### Records supplied
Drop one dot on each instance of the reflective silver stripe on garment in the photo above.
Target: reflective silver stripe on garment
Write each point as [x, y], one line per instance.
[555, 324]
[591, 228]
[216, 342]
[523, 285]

### What you need to do
Render the records above as a numbered list, leaving out any blank lines.

### Finished answer
1. Drop one dot on each instance of the reflective silver stripe on garment in the photo above.
2. Target: reflective silver stripe on garment
3. Write each point as [x, y], one line per instance.
4. [555, 324]
5. [591, 228]
6. [216, 342]
7. [523, 285]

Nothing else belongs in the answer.